● **Aim of the exercise**: Reproduce the blog post on TBS Holdings' shareholdings word for word, beginning at the words "AVC explain, this" and stopping after "valid reason for.".

● **Text passage**:
□ □ □

Blog

An UK based fund management company challenges inexplicable shareholdings of a Japanese broadcasting giant Masatoshi Yasuda

June 26,2018

An UK based fund management company, Asset Value Investors (AVI), will submit their proposal at the 91st Annual Meeting on June 28th, which challenges inexplicable and, from their point of view, rather enigmatic shareholdings of a broadcasting giant, TBS Holdings (TBS). I appreciate AVI’s action because it may crack a chink to the enigmatic wall (strategic shareholdings and cross-shareholdings) with which Japanese companies are encircled in a field of nonperforming capital.


An UK based fund management company, Asset Value Investors (AVI), will submit their proposal at the 91st Annual Meeting on June 28th, which challenges inexplicable and, from their point of view, rather enigmatic shareholdings of a broad casting giant, TBS Holdings (TBS). https://www.improvingtbs.com/the-shareholder-proposal/

The outline of their proposal is as follows:
“In addition to any dividend proposed by the Company’s Board of Directors and approved at the 91st Annual Meeting, the Company shall pay an in-kind dividend from capital surplus”

According to the proposal, in-kind dividend is 3,064,414 shares (40%) of common stock of Tokyo Electron Company, Ltd (TEL).

The rationale behind their proposal is that conventional strategic shareholdings and cross-shareholdings impede efficiency of capital held by a Japanese company. TBS’s excess capital and securities portfolio, in particular, expose shareholders of the company to risks of a few companies, one of which is TEL without substantial business transactions with TBS.

AVC explain, this point as follows:
Within the “strategic stock” portfolio, the Company’s exposure to Tokyo Electron (TEL) is of greatest concern, accounting for over 19% of total assets and 35% of the portfolio. This level of concentration exposes TBS to the vicissitudes of financial markets; something TBS has failed to provide a valid reason for.

In order to rationalize their assertion, AVI cited Principle 4-1 of the Corporate Governance Code which requires companies to disclose their policy with respect to cross-shareholdings and examine their risks.

While I am basically on the same side with the AVI’s assertion, I have a couple of points to address here with regards to this issue.

□ □ □

● **Supplied data**:
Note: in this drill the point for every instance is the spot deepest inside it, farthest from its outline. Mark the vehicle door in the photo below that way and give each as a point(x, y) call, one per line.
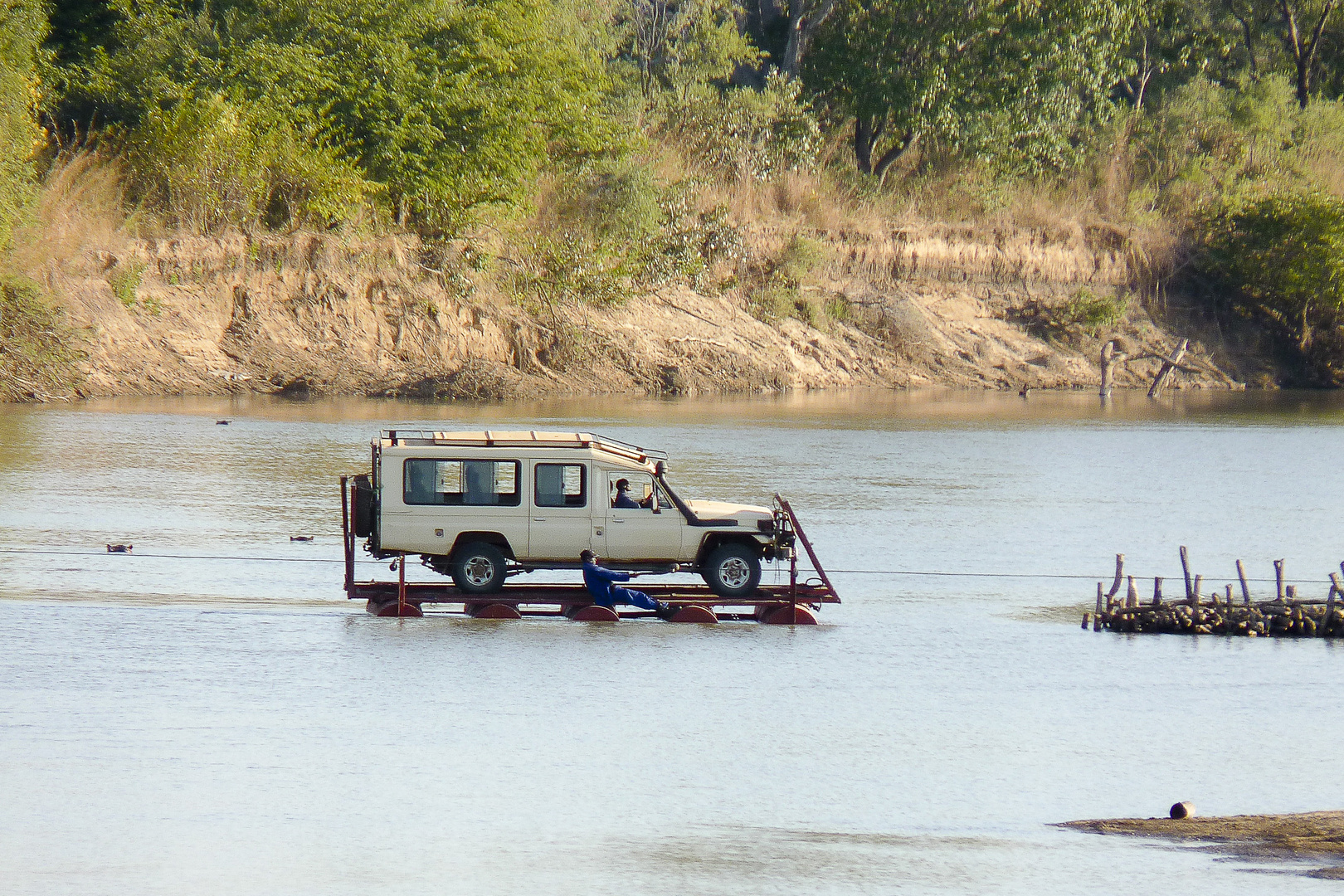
point(647, 533)
point(561, 523)
point(441, 497)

□ □ □

● **Expected answer**:
AVC explain, this point as follows:
Within the “strategic stock” portfolio, the Company’s exposure to Tokyo Electron (TEL) is of greatest concern, accounting for over 19% of total assets and 35% of the portfolio. This level of concentration exposes TBS to the vicissitudes of financial markets; something TBS has failed to provide a valid reason for.